▶ **TASK BRIEF**
Please render the rows below as a JSON list of strings, one string per line, leaving out any blank lines.

[Collection entries]
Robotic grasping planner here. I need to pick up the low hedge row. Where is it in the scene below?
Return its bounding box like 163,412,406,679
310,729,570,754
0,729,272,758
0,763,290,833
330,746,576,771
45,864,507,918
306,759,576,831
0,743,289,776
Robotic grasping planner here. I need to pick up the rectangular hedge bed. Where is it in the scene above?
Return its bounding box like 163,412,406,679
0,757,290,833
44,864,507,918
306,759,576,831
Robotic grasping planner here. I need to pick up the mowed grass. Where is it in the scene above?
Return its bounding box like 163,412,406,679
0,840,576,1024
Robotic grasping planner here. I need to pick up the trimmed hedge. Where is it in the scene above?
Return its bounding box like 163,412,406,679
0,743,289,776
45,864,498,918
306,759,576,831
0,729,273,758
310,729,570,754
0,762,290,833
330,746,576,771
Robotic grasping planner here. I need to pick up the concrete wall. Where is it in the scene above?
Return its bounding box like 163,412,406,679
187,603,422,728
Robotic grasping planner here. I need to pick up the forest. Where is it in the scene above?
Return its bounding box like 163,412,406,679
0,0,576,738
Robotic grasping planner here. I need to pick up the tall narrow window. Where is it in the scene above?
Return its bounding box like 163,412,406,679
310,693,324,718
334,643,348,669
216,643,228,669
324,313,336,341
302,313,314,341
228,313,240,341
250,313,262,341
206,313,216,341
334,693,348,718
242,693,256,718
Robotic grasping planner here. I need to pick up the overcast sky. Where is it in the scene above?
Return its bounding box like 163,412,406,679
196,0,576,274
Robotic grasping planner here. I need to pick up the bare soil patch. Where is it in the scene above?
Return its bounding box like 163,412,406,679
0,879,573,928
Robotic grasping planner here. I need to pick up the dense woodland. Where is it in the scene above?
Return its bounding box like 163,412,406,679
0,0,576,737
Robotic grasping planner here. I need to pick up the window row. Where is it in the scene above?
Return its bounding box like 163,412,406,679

▶ **OUTPUT BELOW**
[
  "Robotic grasping planner here. I need to pick up the low hedge row. Where is it in the scene below?",
  "Return its bounding box like 163,412,406,679",
  "310,729,570,754",
  "0,729,272,758",
  "0,763,290,833",
  "330,746,576,771",
  "45,864,507,918",
  "306,759,576,831",
  "0,743,289,776",
  "Robotic grasping planner here. I need to pick up the rectangular hedge bed. Where is it in the scene above?",
  "Return its bounding box like 163,412,406,679",
  "0,757,290,833",
  "44,864,507,918",
  "306,759,576,831",
  "Robotic grasping planner here. I need to pick up the mowed grass. Where is it in the scene above?",
  "Return its bounding box like 163,412,406,679",
  "0,840,576,1024",
  "Robotic grasping planner here. I need to pick up the trimmed hedge. Where is it in the scene above?",
  "Return its bounding box like 163,412,406,679",
  "0,743,289,776",
  "45,864,498,918",
  "306,759,576,831",
  "0,729,273,758",
  "310,729,570,754",
  "0,762,290,833",
  "330,746,576,771",
  "Robotic grasping planner here. I need to pick up the concrete wall. Where is it in the scene above?",
  "Return its bounding box like 163,412,406,679",
  "187,603,422,728",
  "Robotic grasping planner here. I need to pick up the forest. Where is it in the scene above?",
  "Return its bounding box like 163,412,406,679",
  "0,0,576,738",
  "Robotic grasping planner here. I need to pick up the tall narrow window. Where is it in the scene above?",
  "Return its bounding box like 163,412,406,679",
  "310,693,324,718",
  "334,643,348,669",
  "216,643,228,669",
  "324,313,336,341",
  "302,313,314,341",
  "228,313,240,341",
  "250,313,262,341",
  "206,313,216,341",
  "334,693,348,718",
  "242,693,256,718",
  "Robotic grasping planner here. I need to pick up the overcast sky. Where is it in the scene above?",
  "Return its bounding box like 163,412,406,679",
  "196,0,576,274",
  "Robotic grasping planner here. I need to pick up the bare soil patch. Where is it in the scene above?",
  "Return its bounding box like 163,412,406,679",
  "0,879,573,928",
  "Robotic grasping planner here. I need to pick up the dense woodland. Where is it in the scene above?",
  "Return its bounding box like 163,412,406,679",
  "0,0,576,737",
  "Robotic grasping planner here. I need to pick up the window row. Where is it in the scene above?",
  "Return its bounding box like 163,412,406,679"
]